DOCUMENT EXTRACT
------------------------------------

# Convolutions-Vision-Transformers

Implementation of [CvT: Introducing Convolutions to Vision Transformers](https://arxiv.org/abs/2103.15808)

![Pipeline](figures/pipeline.svg)

Dataset used: [Tom and Jerry Image classification | Kaggle](https://www.kaggle.com/datasets/balabaskar/tom-and-jerry-image-classification)



University of Rome, La Sapienza. Artificial Intelligence and Robotics. Neural Networks Course A.Y. 2022/23

Esteban Vincent | Aurélien Lurois

In [6]:
#!pip install -q -r requirements.txt 

In [7]:
#!pip install einops

In [8]:
#archive.zip is an archive containing the folders 'cvt' and 'dataset'
#!unzip archive

In [9]:
#@title Imports
import torch
import torch.nn as nn
import torch.optim as optim
import numpy as np
from cvt.cvt import CvT
import pandas as pd
from sklearn.model_selection import train_test_split
from torch.utils.data import Dataset, DataLoader
from PIL import Image
from tqdm import tqdm

In [10]:
device = 'cuda' if torch.cuda.is_available() else 'cpu'
model = CvT(128, 3, 4).to(device)

df = pd.read_csv("dataset/ground_truth.csv")
df = df[["filename", "class"]]

train_df, test_df = train_test_split(df, test_size=0.2)

In [11]:
class FrameDataset(Dataset):
    def __init__(self, df):
        self.filenames = df["filename"].tolist()
        self.images = []
        self.labels = df["class"].tolist()

        for filename in tqdm(self.filenames):
            img = Image.open(f"dataset/imgs/{filename}")
            # Convert the image to a PyTorch tensor
            img_tensor = torch.from_numpy(
                np.array(img)).permute(2, 0, 1)

            # Normalize the tensor by dividing by 255
            img_tensor = img_tensor.float() / 255
            self.images.append(img_tensor)

    def __len__(self):
        return len(self.labels)

------------------------------------

RECORD EXCERPTS
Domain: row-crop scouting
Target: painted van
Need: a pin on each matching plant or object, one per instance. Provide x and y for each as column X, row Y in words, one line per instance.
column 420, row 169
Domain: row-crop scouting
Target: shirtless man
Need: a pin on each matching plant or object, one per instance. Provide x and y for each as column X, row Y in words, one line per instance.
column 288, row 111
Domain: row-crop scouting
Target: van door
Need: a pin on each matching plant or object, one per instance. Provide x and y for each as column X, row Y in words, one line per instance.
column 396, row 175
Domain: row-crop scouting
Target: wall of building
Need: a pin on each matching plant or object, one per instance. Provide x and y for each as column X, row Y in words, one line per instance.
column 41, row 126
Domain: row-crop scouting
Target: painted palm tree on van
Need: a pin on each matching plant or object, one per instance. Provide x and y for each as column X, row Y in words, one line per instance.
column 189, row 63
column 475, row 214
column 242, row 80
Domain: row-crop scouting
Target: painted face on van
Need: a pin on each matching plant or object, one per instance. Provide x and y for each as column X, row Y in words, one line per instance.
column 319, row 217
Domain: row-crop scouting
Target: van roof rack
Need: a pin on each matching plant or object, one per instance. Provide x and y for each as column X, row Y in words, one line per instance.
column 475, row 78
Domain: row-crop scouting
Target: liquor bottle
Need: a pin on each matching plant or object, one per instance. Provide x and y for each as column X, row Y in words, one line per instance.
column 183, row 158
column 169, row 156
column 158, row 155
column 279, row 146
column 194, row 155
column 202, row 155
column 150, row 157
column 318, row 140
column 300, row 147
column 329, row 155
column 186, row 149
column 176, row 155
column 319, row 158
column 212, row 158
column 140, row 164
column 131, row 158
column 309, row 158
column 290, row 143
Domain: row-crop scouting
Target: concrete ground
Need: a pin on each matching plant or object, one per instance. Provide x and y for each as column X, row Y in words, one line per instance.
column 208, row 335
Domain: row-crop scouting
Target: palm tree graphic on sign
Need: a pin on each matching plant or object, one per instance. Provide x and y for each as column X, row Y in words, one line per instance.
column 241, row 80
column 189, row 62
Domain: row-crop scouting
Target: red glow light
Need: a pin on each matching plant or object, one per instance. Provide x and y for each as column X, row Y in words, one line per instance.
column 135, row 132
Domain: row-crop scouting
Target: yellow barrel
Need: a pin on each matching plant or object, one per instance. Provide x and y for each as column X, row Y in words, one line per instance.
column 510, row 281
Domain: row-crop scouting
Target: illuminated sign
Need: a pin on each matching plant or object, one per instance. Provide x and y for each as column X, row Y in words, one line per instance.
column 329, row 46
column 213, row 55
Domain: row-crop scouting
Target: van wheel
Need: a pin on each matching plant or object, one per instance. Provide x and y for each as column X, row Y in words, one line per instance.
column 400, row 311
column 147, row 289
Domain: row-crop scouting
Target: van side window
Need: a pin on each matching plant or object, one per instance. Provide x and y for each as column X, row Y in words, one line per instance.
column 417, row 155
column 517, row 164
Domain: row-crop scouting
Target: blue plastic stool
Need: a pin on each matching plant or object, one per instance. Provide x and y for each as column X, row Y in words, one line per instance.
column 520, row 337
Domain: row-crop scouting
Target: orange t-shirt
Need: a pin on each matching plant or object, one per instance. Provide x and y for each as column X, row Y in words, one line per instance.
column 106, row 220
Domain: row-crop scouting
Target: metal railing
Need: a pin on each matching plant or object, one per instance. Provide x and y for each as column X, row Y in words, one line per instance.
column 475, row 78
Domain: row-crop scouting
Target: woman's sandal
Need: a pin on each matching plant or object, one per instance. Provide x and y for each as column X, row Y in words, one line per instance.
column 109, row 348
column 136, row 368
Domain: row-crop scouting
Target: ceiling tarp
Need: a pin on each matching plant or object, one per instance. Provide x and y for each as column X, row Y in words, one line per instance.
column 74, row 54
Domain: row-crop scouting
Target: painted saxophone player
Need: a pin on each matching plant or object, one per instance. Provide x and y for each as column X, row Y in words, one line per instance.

------------------------------------

EXERCISE SET
1. In the CvT implementation notebook, what share of the data goes to the test set when the split is made?
2. Write the next part of the CvT implementation notebook, picking up after its final line.
The rows are not needed for this exercise.

ANSWER SET
1. 0.2 (20 percent) of the data goes to the test set.

2.
    def __getitem__(self, idx):
        return (self.images[idx], self.labels[idx])

In [17]:
train_loader = DataLoader(FrameDataset(train_df), batch_size=32, shuffle=True)

# Define the loss function
loss_fun = nn.CrossEntropyLoss()

# Choose an optimizer
optimizer = optim.Adam(model.parameters(), lr=0.02)

100%|██████████| 4382/4382 [00:02<00:00, 1631.84it/s]


In [None]:
#@title Train the model
model.train()
for epoch in tqdm(range(15), desc="Epochs"):
    running_loss = 0.0
    for image, label in tqdm(train_loader, desc="Images", position=0, leave=True):
        optimizer.zero_grad()

        output = model(image.to(device))
        loss = loss_fun(output, label.to(device))
        loss.backward()
        optimizer.step()

        running_loss += loss.item()

    print(f'Epoch {epoch+1} training loss: {running_loss/len(train_loader):.3f}')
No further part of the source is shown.